## Task to carry out
Give the data again, word for word.

## Input data
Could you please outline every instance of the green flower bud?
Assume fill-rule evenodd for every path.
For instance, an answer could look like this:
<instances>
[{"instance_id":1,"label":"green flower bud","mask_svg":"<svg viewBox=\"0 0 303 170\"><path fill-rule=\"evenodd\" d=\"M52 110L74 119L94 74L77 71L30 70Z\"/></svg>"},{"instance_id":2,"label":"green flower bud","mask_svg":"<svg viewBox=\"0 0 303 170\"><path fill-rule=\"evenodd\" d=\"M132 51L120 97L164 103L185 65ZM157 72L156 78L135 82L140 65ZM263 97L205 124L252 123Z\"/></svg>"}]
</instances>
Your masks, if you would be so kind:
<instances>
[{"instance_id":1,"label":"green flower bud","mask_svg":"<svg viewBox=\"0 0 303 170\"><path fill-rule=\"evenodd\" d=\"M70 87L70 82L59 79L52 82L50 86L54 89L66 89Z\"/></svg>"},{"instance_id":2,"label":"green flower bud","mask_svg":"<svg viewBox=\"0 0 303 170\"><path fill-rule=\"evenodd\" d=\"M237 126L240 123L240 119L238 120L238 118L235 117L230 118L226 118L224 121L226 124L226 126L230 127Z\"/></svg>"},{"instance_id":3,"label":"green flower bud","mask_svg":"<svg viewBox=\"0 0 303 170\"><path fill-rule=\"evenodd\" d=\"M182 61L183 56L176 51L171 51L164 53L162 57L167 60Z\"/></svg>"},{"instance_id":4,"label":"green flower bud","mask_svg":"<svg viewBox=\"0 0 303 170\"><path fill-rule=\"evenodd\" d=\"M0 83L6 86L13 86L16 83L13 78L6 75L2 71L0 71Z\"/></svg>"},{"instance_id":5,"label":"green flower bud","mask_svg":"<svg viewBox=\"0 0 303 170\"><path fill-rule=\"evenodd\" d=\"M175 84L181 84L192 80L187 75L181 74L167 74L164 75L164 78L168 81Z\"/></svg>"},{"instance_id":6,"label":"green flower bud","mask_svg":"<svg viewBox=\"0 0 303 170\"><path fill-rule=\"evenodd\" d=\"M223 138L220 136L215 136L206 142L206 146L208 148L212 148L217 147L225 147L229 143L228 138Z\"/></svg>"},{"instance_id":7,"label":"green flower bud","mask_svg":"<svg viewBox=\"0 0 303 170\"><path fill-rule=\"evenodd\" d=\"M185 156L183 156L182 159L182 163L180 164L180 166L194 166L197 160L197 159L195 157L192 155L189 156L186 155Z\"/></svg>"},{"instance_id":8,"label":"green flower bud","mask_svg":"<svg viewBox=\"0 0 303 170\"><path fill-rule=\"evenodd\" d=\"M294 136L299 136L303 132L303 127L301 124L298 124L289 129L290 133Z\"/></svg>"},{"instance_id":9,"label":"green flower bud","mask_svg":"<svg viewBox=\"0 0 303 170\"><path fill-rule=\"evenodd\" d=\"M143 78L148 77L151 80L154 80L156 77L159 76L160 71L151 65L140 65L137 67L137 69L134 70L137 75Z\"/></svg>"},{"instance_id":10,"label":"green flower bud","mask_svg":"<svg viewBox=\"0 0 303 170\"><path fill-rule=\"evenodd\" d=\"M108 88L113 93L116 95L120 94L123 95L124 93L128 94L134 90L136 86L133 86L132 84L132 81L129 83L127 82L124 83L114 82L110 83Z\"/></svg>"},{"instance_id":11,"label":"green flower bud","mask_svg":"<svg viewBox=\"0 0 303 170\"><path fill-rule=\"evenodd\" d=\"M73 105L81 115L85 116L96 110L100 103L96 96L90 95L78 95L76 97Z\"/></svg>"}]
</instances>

## Output
Could you please outline every instance of the green flower bud?
Assume fill-rule evenodd for every path.
For instance, an answer could look like this:
<instances>
[{"instance_id":1,"label":"green flower bud","mask_svg":"<svg viewBox=\"0 0 303 170\"><path fill-rule=\"evenodd\" d=\"M52 110L74 119L94 74L77 71L30 70Z\"/></svg>"},{"instance_id":2,"label":"green flower bud","mask_svg":"<svg viewBox=\"0 0 303 170\"><path fill-rule=\"evenodd\" d=\"M132 51L120 97L164 103L185 65ZM157 72L156 78L135 82L140 65ZM263 97L205 124L252 123Z\"/></svg>"}]
</instances>
Your masks, if you would be so kind:
<instances>
[{"instance_id":1,"label":"green flower bud","mask_svg":"<svg viewBox=\"0 0 303 170\"><path fill-rule=\"evenodd\" d=\"M70 87L70 82L59 79L52 82L50 86L54 89L66 89Z\"/></svg>"},{"instance_id":2,"label":"green flower bud","mask_svg":"<svg viewBox=\"0 0 303 170\"><path fill-rule=\"evenodd\" d=\"M237 126L240 123L240 119L238 120L238 118L235 117L230 118L226 118L224 121L226 124L226 126L230 127Z\"/></svg>"},{"instance_id":3,"label":"green flower bud","mask_svg":"<svg viewBox=\"0 0 303 170\"><path fill-rule=\"evenodd\" d=\"M182 61L183 56L176 51L171 51L164 53L162 57L167 60Z\"/></svg>"},{"instance_id":4,"label":"green flower bud","mask_svg":"<svg viewBox=\"0 0 303 170\"><path fill-rule=\"evenodd\" d=\"M0 83L6 86L13 86L16 83L13 78L6 75L2 71L0 71Z\"/></svg>"},{"instance_id":5,"label":"green flower bud","mask_svg":"<svg viewBox=\"0 0 303 170\"><path fill-rule=\"evenodd\" d=\"M175 84L181 84L192 80L187 75L181 74L167 74L164 75L164 78L168 81Z\"/></svg>"},{"instance_id":6,"label":"green flower bud","mask_svg":"<svg viewBox=\"0 0 303 170\"><path fill-rule=\"evenodd\" d=\"M223 138L220 136L215 136L206 142L206 146L208 148L212 148L217 147L225 147L229 143L228 138Z\"/></svg>"},{"instance_id":7,"label":"green flower bud","mask_svg":"<svg viewBox=\"0 0 303 170\"><path fill-rule=\"evenodd\" d=\"M185 156L183 156L182 159L182 163L180 164L180 166L194 166L197 160L197 159L195 157L192 155L189 156L186 155Z\"/></svg>"},{"instance_id":8,"label":"green flower bud","mask_svg":"<svg viewBox=\"0 0 303 170\"><path fill-rule=\"evenodd\" d=\"M294 136L299 136L303 132L303 127L301 124L298 124L289 129L290 133Z\"/></svg>"},{"instance_id":9,"label":"green flower bud","mask_svg":"<svg viewBox=\"0 0 303 170\"><path fill-rule=\"evenodd\" d=\"M143 78L148 77L151 80L154 80L156 77L159 76L160 71L151 65L140 65L137 67L137 69L134 70L137 75Z\"/></svg>"},{"instance_id":10,"label":"green flower bud","mask_svg":"<svg viewBox=\"0 0 303 170\"><path fill-rule=\"evenodd\" d=\"M108 88L113 93L116 95L120 94L123 95L124 93L128 94L134 90L136 86L133 86L132 84L132 81L129 83L127 82L124 83L114 82L110 83Z\"/></svg>"},{"instance_id":11,"label":"green flower bud","mask_svg":"<svg viewBox=\"0 0 303 170\"><path fill-rule=\"evenodd\" d=\"M73 105L81 115L85 116L96 110L100 103L96 96L90 95L78 95L76 97Z\"/></svg>"}]
</instances>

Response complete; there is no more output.